▸ **HOW TO COMPLETE THIS TASK**
Type out the complete listing below word for word, without its pictures.

▸ **SUPPLIED MATERIAL**
***
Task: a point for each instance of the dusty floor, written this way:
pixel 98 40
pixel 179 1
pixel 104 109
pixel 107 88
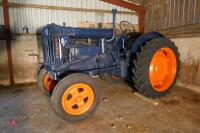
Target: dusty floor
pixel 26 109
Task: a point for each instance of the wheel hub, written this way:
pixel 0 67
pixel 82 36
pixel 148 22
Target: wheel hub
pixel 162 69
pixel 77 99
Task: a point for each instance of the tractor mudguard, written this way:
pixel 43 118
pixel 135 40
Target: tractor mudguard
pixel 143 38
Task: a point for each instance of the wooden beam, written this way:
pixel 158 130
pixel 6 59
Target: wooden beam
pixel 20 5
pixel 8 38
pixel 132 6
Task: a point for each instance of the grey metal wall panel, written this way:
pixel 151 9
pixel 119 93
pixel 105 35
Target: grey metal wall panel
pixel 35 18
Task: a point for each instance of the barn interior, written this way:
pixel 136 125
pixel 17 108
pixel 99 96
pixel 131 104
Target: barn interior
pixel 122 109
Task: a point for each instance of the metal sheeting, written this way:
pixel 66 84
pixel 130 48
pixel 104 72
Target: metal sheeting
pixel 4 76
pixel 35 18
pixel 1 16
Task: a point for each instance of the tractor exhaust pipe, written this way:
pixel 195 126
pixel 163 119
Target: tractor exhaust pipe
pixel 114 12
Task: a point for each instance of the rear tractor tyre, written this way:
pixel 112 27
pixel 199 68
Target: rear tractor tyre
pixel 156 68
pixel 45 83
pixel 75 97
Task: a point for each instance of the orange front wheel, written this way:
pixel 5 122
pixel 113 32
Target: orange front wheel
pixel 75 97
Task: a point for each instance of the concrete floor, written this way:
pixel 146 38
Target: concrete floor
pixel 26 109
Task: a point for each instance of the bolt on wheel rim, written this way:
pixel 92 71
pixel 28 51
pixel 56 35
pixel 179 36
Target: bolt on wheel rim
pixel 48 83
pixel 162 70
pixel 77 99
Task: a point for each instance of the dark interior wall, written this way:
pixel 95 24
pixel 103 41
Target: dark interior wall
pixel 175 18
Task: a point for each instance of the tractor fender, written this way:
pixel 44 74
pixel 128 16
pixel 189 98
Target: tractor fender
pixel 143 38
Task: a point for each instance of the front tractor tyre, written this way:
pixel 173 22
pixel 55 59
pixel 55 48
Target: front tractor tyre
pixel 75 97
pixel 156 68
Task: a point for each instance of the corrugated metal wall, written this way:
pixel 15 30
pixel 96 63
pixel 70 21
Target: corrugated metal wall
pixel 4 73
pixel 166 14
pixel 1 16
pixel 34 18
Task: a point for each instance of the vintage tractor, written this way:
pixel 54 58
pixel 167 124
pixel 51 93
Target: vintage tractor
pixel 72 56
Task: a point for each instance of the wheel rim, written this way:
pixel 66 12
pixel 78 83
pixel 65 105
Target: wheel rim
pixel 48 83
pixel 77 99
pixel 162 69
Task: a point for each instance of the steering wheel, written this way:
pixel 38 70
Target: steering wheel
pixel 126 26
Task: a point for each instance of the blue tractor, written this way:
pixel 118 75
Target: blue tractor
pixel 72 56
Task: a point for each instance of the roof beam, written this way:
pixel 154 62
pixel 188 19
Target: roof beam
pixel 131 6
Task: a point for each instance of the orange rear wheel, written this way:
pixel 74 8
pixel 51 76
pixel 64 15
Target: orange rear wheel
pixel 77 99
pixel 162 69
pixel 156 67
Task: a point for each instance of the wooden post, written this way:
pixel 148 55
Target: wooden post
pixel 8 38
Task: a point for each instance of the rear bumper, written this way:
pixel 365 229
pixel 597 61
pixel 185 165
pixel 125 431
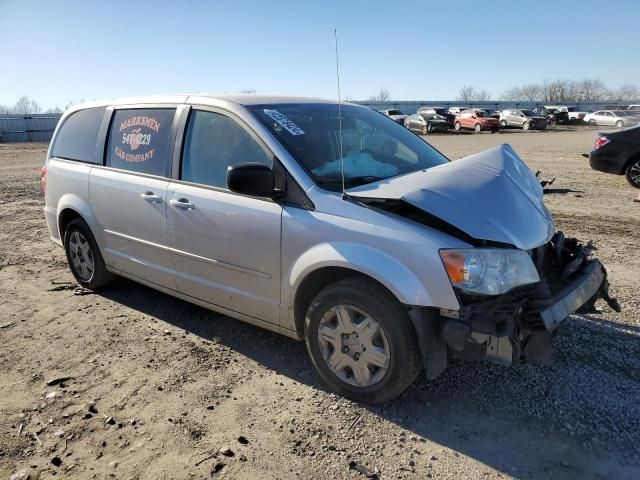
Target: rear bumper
***
▸ **WRITTEN ANSWER**
Task: a point for each instance of the dusty floor, written this way:
pixel 98 40
pixel 179 1
pixel 104 109
pixel 107 88
Target: dusty floor
pixel 26 109
Task: a point for each instance of the wheel hub, written this way:
pixel 0 67
pixel 82 36
pixel 148 22
Target: wheel hub
pixel 162 69
pixel 77 99
Task: a point for each instance of the tractor mudguard, written this way:
pixel 43 118
pixel 135 40
Target: tractor mudguard
pixel 143 38
Task: a point for each instance of the wooden beam, written this way:
pixel 158 130
pixel 6 59
Target: wooden beam
pixel 20 5
pixel 8 38
pixel 132 6
Task: a point for each instance of the grey metal wall panel, written this way:
pixel 151 9
pixel 119 93
pixel 105 35
Target: grey metal wall panel
pixel 35 18
Task: a point for each instance of the barn interior, written this way:
pixel 136 125
pixel 17 108
pixel 99 96
pixel 131 104
Target: barn interior
pixel 122 109
Task: a point for each instance of the metal sheeting, written this way:
pixel 66 84
pixel 130 48
pixel 104 72
Target: metal sheeting
pixel 4 76
pixel 35 18
pixel 1 16
Task: a point for each instance of the tractor exhaust pipe, written this way:
pixel 195 126
pixel 163 119
Target: tractor exhaust pipe
pixel 114 12
Task: a point for each instance of the rear tractor tyre, written this way:
pixel 112 27
pixel 199 68
Target: rear tractor tyre
pixel 156 68
pixel 45 83
pixel 75 97
Task: a point for each instance of the orange front wheel, written this way:
pixel 5 122
pixel 113 32
Target: orange front wheel
pixel 75 97
Task: a point for each instance of the concrete floor, written this way:
pixel 146 38
Target: concrete floor
pixel 26 109
Task: a point for each instance of the bolt on wheel rim, written this way:
pixel 92 71
pixel 28 51
pixel 56 35
pixel 179 36
Target: bolt on wheel rim
pixel 48 83
pixel 162 70
pixel 77 99
Task: a point for each instance of the dark interior wall, written this way:
pixel 95 24
pixel 103 41
Target: dark interior wall
pixel 175 18
Task: a point for each instance of the tractor fender, written this way:
pixel 44 74
pixel 128 16
pixel 189 98
Target: tractor fender
pixel 143 38
Task: a point for each instance of the front tractor tyre, written this way:
pixel 173 22
pixel 55 59
pixel 55 48
Target: front tractor tyre
pixel 75 97
pixel 156 68
Task: a point for each instance of the corrugated metal wall, written this way:
pixel 15 30
pixel 96 63
pixel 70 21
Target: corrugated metal wall
pixel 4 73
pixel 166 14
pixel 1 16
pixel 34 18
Task: a point for each instance of the vintage tractor, written this way:
pixel 54 58
pixel 167 124
pixel 51 93
Target: vintage tractor
pixel 72 56
Task: a point for each instance of the wheel rim, written this way:
pixel 66 12
pixel 78 83
pixel 65 105
Target: wheel rim
pixel 48 83
pixel 77 99
pixel 162 69
Task: a point for each instance of the steering wheel, written this way:
pixel 38 70
Target: steering wheel
pixel 126 26
Task: a point for each instance of the blue tractor, written this way:
pixel 118 75
Target: blue tractor
pixel 72 56
Task: a point for each instance of the roof beam, written this way:
pixel 154 62
pixel 188 19
Target: roof beam
pixel 131 6
Task: a point for each instance of the orange rear wheel, written this way:
pixel 74 8
pixel 51 76
pixel 64 15
Target: orange rear wheel
pixel 77 99
pixel 162 69
pixel 156 67
Task: a point for each instance of the wooden post, written this way:
pixel 148 55
Target: wooden post
pixel 8 38
Task: a point for each instance of the rear bumper, written this way:
pixel 365 229
pixel 597 61
pixel 185 165
pixel 125 431
Target: rear bumper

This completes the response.